**Records for this task**.
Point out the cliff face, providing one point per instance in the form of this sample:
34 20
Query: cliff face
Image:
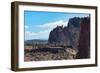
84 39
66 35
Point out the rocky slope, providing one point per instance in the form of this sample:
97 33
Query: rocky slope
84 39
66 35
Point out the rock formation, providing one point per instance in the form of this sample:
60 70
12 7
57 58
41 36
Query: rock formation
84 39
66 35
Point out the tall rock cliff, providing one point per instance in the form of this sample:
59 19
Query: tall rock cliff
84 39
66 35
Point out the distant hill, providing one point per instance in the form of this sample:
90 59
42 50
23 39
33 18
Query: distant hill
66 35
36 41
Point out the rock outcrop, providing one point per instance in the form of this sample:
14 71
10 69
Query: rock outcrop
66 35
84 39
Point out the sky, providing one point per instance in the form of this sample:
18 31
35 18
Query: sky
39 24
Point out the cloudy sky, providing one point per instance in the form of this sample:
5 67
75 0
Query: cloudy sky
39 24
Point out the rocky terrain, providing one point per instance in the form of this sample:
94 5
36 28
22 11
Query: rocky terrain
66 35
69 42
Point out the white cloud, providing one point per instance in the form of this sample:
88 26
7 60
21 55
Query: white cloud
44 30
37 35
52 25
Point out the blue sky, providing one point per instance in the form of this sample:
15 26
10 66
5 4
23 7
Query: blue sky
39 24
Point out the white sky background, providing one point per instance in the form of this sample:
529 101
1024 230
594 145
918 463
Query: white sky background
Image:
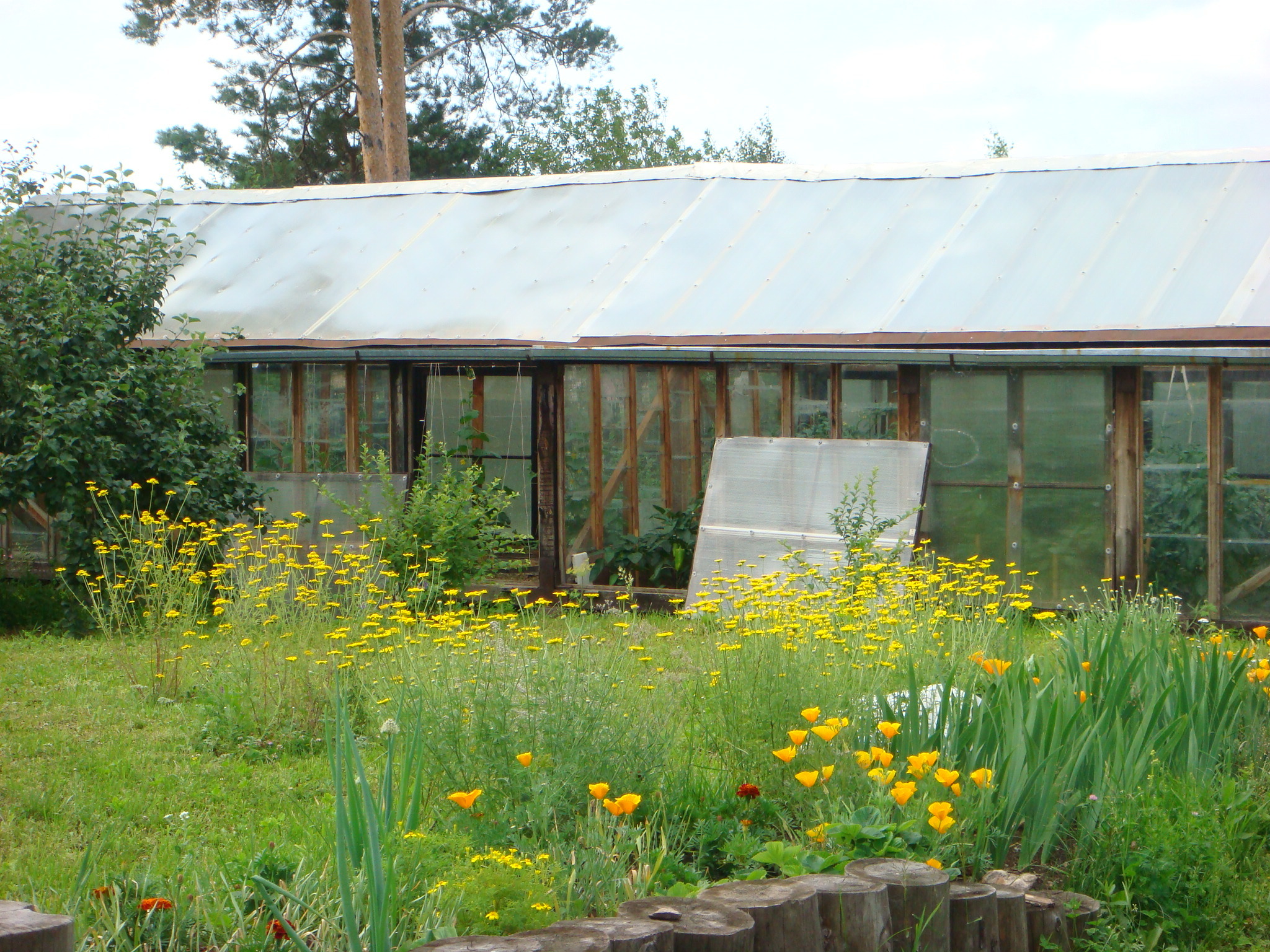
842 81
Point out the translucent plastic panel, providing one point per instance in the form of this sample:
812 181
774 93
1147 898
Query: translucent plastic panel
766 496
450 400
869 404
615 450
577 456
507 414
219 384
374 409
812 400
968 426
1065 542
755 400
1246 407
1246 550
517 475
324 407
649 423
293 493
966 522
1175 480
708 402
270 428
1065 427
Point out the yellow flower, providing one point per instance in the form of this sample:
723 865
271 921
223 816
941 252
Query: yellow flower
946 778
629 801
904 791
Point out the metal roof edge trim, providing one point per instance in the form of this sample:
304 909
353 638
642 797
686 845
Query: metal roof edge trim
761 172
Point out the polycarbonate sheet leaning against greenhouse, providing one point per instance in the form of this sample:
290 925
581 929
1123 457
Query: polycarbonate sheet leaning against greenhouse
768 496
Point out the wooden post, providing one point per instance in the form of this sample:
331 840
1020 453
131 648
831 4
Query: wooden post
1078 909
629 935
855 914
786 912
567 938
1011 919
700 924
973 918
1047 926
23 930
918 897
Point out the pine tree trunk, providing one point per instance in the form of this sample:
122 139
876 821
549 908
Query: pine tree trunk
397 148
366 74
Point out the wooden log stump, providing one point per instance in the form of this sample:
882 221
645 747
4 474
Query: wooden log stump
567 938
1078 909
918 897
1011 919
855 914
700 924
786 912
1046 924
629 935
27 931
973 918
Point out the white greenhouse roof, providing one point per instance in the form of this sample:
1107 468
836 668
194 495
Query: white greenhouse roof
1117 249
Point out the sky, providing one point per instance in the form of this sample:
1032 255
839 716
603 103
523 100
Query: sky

**Problem**. Looking at the material above, state the number of lines holding the word "background", and only that number.

**Solution to this exercise**. 2